**ИСХОДНЫЙ ДОКУМЕНТ:**
--
Дабы поощрить и поддержать изучение этой книги, Ротан опубликовал в 1835 г. новый латинский перевод Игнатиева текста, стараясь как можно точнее следовать испанскому оригиналу, и сопроводил его обильными примечаниями, явно призванными, прежде всего, уточнить подлинный смысл этого текста и как можно точнее определить суть мысли автора. В 1838 г., в 1847 г. и последний раз в 1852 г. он пересматривал свой перевод и примечания[1077]. В действительности на практике этот новый перевод почти полностью вытеснил «вульгату» о. де Фре, более изящную, но также заметно более вольную. «Вульгата» сохраняет за собой то преимущество, что именно ее текст был утвержден Павлом III, но тот, кто хочет во всех тонкостях познать мысль святого, как она запечатлена в оригинале Упражнений, но не может познакомиться с испанским текстом, с полным основанием может предпочесть версию Ротана.
--
**ИЗВЛЕЧЁННЫЙ МАТЕРИАЛ:**

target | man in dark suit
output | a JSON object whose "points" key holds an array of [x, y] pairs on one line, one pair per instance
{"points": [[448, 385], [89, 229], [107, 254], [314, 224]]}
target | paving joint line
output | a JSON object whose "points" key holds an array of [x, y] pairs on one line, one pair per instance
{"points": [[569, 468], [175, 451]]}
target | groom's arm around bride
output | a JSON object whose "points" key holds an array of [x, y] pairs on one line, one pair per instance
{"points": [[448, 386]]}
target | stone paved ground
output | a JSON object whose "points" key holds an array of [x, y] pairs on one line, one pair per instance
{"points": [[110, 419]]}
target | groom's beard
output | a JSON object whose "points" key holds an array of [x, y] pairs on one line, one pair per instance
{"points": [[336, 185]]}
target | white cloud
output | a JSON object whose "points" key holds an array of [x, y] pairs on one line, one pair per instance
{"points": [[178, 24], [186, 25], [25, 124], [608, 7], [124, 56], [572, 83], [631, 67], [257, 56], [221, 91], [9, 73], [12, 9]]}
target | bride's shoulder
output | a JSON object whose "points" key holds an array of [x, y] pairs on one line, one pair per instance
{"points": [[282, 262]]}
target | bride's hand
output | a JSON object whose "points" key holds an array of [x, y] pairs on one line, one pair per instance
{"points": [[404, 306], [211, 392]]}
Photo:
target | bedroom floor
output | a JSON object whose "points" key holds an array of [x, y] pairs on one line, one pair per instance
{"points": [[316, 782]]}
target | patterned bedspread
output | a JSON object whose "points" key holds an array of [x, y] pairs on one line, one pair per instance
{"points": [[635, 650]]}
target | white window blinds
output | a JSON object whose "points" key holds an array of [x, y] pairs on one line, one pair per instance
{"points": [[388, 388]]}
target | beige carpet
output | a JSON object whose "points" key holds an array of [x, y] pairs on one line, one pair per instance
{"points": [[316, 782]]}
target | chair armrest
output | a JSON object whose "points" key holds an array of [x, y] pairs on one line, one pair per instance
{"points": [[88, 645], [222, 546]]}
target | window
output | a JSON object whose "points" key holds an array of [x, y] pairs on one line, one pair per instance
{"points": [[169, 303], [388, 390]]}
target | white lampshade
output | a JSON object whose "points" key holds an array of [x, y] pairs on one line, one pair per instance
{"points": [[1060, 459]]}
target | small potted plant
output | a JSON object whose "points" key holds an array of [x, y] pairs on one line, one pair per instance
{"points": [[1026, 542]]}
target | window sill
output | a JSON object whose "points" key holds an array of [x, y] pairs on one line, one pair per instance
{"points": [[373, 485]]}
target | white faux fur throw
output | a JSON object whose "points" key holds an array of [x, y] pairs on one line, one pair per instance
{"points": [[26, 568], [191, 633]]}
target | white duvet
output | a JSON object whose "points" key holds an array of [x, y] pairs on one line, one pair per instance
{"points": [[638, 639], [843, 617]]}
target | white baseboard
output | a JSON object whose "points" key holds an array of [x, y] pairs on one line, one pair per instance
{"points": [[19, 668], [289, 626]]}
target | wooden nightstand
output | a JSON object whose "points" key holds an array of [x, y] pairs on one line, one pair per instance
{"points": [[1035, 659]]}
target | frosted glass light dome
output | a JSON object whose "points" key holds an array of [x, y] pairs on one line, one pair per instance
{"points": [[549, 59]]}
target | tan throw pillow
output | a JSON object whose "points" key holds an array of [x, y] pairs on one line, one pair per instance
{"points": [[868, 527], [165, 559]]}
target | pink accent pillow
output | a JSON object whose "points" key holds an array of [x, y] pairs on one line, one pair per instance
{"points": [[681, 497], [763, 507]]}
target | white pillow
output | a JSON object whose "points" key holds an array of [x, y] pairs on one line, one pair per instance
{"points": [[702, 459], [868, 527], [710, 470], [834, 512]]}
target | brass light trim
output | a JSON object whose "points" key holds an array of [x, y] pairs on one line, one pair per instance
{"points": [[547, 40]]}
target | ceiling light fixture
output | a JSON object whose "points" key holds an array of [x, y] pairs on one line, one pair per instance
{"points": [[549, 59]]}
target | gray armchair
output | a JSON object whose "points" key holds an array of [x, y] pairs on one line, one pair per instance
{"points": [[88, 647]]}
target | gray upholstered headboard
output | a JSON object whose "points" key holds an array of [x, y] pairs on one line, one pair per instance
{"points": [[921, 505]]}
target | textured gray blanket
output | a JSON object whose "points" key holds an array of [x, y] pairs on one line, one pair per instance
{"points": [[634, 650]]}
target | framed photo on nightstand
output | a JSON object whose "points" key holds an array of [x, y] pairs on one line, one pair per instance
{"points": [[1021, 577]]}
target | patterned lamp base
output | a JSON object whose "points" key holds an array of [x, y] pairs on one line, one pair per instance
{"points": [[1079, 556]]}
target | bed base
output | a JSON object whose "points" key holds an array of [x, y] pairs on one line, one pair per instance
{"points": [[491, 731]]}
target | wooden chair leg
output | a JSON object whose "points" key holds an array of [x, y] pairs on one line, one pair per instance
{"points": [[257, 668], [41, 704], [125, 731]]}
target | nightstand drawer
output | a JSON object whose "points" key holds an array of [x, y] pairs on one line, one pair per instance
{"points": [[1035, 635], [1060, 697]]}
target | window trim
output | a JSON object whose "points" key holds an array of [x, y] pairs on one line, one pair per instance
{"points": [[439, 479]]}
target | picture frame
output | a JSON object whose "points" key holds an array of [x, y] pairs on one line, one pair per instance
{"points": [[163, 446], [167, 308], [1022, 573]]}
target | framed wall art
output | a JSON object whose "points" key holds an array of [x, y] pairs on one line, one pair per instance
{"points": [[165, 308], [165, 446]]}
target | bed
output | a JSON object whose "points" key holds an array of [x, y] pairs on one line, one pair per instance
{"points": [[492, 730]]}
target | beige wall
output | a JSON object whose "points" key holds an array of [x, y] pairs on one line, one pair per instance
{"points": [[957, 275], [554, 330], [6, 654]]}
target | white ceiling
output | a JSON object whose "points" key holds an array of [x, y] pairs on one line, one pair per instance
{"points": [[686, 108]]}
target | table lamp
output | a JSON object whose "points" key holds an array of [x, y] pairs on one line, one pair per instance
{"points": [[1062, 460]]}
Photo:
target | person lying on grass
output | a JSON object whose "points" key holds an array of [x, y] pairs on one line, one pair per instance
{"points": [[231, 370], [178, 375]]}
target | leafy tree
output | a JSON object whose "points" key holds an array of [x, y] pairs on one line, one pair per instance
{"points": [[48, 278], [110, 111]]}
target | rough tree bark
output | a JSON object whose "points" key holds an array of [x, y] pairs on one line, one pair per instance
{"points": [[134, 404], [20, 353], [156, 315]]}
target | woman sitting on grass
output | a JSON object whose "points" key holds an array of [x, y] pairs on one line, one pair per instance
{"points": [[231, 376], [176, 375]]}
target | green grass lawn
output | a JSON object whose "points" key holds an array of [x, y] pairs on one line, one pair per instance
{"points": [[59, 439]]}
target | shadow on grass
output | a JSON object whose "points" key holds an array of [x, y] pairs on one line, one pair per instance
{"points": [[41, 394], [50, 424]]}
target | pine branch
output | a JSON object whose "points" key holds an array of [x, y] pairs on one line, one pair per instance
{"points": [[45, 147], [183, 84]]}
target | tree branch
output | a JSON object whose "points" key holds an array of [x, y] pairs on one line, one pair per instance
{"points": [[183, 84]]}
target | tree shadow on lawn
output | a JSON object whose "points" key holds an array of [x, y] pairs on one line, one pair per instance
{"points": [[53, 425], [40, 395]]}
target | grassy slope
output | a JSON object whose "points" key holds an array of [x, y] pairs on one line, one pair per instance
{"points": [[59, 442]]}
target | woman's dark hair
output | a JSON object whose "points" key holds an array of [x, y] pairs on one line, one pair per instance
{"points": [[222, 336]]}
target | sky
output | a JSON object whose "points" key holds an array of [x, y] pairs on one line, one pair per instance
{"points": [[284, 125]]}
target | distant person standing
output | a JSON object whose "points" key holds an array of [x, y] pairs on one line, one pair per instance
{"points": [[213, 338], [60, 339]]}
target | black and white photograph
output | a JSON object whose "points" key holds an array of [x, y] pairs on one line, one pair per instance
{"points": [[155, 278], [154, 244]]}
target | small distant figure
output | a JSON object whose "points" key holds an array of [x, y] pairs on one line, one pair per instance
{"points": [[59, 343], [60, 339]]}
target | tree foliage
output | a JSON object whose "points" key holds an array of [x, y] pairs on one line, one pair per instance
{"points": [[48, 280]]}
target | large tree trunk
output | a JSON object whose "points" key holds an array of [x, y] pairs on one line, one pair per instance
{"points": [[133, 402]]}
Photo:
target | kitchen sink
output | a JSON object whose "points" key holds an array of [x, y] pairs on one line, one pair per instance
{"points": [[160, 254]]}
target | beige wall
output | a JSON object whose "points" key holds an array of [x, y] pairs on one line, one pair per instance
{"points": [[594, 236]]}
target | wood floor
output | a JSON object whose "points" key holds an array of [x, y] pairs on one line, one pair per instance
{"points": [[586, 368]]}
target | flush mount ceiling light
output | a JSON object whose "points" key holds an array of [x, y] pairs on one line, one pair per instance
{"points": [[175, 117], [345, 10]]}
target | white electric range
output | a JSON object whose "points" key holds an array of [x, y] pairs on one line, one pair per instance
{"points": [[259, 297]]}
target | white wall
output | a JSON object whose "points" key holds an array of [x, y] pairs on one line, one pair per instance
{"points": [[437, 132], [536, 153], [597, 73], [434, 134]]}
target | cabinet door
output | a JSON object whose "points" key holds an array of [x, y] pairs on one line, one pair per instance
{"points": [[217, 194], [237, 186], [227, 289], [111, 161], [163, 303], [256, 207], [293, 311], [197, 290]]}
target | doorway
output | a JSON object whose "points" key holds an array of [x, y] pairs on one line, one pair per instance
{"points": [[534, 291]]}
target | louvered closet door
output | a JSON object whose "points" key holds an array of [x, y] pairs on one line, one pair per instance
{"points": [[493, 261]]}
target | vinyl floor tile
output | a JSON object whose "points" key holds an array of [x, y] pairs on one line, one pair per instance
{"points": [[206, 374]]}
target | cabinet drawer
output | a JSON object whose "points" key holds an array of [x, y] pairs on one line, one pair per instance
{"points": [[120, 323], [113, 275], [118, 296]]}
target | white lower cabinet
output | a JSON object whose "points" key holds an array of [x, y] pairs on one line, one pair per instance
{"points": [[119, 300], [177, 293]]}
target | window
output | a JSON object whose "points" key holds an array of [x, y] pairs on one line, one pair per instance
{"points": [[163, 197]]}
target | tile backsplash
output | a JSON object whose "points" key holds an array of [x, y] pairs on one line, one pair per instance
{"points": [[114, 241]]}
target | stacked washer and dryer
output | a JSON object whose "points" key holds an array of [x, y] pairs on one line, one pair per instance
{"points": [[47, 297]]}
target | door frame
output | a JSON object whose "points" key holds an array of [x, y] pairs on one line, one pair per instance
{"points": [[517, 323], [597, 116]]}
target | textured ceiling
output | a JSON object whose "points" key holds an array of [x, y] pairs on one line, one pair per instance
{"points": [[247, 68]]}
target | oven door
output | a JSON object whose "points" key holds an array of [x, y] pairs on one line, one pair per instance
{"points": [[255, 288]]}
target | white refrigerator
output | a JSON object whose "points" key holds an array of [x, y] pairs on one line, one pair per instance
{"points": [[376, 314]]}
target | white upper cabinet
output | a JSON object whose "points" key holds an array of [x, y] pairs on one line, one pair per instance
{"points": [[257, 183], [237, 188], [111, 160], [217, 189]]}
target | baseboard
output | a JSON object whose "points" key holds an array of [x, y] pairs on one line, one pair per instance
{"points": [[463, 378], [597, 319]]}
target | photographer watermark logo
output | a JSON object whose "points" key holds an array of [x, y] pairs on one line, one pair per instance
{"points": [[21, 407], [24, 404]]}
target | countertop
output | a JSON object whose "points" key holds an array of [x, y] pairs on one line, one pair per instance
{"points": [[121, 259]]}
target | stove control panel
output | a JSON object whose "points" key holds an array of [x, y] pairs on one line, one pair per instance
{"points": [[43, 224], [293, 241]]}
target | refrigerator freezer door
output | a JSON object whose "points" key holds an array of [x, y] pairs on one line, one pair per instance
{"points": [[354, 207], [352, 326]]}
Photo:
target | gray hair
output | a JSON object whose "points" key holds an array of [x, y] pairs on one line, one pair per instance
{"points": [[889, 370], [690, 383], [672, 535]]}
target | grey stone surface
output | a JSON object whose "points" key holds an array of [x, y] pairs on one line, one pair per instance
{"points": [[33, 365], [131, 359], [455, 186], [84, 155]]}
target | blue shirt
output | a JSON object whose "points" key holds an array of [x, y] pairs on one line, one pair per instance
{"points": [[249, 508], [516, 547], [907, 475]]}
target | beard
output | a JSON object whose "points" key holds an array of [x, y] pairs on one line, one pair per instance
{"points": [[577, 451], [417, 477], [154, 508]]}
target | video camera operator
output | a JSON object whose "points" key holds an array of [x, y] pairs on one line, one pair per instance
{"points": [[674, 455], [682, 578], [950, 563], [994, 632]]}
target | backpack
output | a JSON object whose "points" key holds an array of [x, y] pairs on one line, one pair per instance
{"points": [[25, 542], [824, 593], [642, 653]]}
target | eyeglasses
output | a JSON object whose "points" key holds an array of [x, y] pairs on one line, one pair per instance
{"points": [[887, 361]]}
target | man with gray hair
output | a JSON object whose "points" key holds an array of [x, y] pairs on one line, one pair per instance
--
**ЧТО СДЕЛАТЬ:**
[A] Извлеките из текста о переводе Ротана дословный фрагмент от слов «Дабы поощрить и» до слов «предпочесть версию Ротана.» включительно.
[B] Пожалуйста, напишите, что идёт в тексте о переводе Ротана вслед за его последним предложением.

**ОТВЕТЫ К ЗАДАНИЯМ:**
[A]
Дабы поощрить и поддержать изучение этой книги, Ротан опубликовал в 1835 г. новый латинский перевод Игнатиева текста, стараясь как можно точнее следовать испанскому оригиналу, и сопроводил его обильными примечаниями, явно призванными, прежде всего, уточнить подлинный смысл этого текста и как можно точнее определить суть мысли автора. В 1838 г., в 1847 г. и последний раз в 1852 г. он пересматривал свой перевод и примечания[1077]. В действительности на практике этот новый перевод почти полностью вытеснил «вульгату» о. де Фре, более изящную, но также заметно более вольную. «Вульгата» сохраняет за собой то преимущество, что именно ее текст был утвержден Павлом III, но тот, кто хочет во всех тонкостях познать мысль святого, как она запечатлена в оригинале Упражнений, но не может познакомиться с испанским текстом, с полным основанием может предпочесть версию Ротана.

[B]
Прежде всего, не подлежит сомнению, что в манере преподавания упражнений иезуиты XIX столетия в целом куда точнее следовали плану и тексту св. Игнатия, чем большинство их предшественников XVII и XVIII вв.: чтобы убедиться в этом, достаточно сравнить наиболее распространенные книги духовных упражнений обеих эпох. Можно даже задаться вопросом о том, не привел ли некоторых этот импульс, заданный Ротаном, к некоторому буквализму, заходившему иногда так далеко, что преподавание Упражнения сводилось к простому разбавлению текста Игнатия. Тем более что, как мы видели, сам он на протяжении всех двадцати четырех лет своего правления совершал все ежегодные упражнения, строго следуя этому оригинальному тексту, и духовные упражнения, которые он давал схоластикам Вале в октябре 1848 г., также представляют собой исключительно разбор текста (explication de texte)[1078]. Когда же речь идет о ежегодных духовных упражнениях, как в данном случае, не может ли подобное бесконечное повторение одного и того же стать скучным и бесплодным?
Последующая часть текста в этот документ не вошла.